Problem to work on:
Please express the lines of the records below as a JSON list of strings, one string per line, starting with the line that contains "Point out the glossy" and going on through the end of the records. Leave out blank lines.

Records to use:
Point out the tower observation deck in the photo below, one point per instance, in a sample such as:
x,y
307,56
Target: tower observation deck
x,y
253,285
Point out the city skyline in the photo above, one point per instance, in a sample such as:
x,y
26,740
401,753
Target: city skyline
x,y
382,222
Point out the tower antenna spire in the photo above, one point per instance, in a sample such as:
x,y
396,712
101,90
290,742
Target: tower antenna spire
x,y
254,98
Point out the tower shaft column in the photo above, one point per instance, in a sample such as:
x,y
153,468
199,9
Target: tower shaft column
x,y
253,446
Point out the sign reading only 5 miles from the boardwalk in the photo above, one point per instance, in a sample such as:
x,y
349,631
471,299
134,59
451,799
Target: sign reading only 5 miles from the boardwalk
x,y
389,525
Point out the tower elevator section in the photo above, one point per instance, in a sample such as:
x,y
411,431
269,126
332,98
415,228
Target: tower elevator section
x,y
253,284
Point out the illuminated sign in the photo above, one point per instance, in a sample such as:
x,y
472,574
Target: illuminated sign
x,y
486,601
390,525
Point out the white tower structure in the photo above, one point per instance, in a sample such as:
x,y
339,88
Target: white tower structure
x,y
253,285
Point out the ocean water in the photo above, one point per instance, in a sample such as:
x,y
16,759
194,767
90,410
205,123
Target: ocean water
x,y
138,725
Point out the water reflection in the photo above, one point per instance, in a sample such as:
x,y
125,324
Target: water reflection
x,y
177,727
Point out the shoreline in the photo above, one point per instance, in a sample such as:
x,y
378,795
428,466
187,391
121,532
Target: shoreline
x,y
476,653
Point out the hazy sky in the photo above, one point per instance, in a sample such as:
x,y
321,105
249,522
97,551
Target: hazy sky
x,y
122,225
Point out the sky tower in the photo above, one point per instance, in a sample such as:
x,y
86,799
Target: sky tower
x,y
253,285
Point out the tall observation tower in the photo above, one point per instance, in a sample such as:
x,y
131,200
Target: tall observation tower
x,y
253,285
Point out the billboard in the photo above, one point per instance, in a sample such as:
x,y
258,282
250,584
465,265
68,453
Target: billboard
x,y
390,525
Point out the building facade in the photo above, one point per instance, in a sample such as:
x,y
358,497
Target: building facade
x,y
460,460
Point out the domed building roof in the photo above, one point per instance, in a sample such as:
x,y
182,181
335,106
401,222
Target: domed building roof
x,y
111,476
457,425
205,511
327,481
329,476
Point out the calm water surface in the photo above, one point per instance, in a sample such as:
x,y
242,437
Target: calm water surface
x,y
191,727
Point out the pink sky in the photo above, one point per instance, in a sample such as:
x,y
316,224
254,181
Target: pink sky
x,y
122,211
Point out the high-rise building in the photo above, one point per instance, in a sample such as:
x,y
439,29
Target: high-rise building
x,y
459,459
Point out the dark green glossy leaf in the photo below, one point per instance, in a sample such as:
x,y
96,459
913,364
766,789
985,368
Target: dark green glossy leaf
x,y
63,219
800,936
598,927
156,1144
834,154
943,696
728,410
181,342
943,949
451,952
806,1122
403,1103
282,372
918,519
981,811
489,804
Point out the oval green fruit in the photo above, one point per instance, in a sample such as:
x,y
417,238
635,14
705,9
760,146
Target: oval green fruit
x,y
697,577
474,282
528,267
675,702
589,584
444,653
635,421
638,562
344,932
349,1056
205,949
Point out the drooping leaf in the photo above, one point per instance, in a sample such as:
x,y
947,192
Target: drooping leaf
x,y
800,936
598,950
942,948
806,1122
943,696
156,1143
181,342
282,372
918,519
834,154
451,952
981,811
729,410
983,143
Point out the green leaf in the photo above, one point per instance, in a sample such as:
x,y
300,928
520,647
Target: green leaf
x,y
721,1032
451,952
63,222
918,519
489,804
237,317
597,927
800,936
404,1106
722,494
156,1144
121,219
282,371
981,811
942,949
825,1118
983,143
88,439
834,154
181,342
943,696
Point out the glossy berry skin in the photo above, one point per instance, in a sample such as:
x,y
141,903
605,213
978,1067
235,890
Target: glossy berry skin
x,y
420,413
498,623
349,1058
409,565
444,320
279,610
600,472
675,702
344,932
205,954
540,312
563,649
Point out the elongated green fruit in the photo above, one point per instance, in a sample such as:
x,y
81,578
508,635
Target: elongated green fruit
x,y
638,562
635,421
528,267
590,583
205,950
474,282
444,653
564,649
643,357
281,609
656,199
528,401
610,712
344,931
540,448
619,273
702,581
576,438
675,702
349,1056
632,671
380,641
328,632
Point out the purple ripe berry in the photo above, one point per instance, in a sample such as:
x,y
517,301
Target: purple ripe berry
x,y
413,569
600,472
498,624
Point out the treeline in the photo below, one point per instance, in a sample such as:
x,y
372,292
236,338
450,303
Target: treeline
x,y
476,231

Expected answer:
[
  "Point out the glossy berry skin in the photo above, one point per instance, in a sample such as:",
  "x,y",
  "141,903",
  "605,213",
  "978,1067",
  "235,890",
  "Target: glossy berry skin",
  "x,y",
  "420,413",
  "498,623",
  "349,1058",
  "409,565",
  "444,320",
  "279,610",
  "600,472",
  "675,702",
  "344,932",
  "205,954",
  "540,312",
  "563,649",
  "Point out the elongated green fruit in the photo above, one point per instance, in a sample such as:",
  "x,y",
  "81,578",
  "508,635",
  "Target: elongated green fruit",
  "x,y",
  "638,562",
  "635,421",
  "528,267",
  "590,583",
  "205,950",
  "474,282",
  "444,653",
  "564,649",
  "643,357",
  "281,609",
  "656,199",
  "528,401",
  "610,712",
  "344,931",
  "540,448",
  "619,273",
  "702,581",
  "576,438",
  "675,702",
  "349,1056",
  "632,671",
  "380,641",
  "328,632",
  "Point out the purple ripe berry in the photo above, one point per instance, in a sample such as:",
  "x,y",
  "517,301",
  "Target: purple ripe berry",
  "x,y",
  "413,569",
  "600,472",
  "498,624",
  "Point out the treeline in the photo below, one point per instance, in a sample such as:",
  "x,y",
  "372,292",
  "236,338",
  "450,303",
  "Target: treeline",
  "x,y",
  "476,231"
]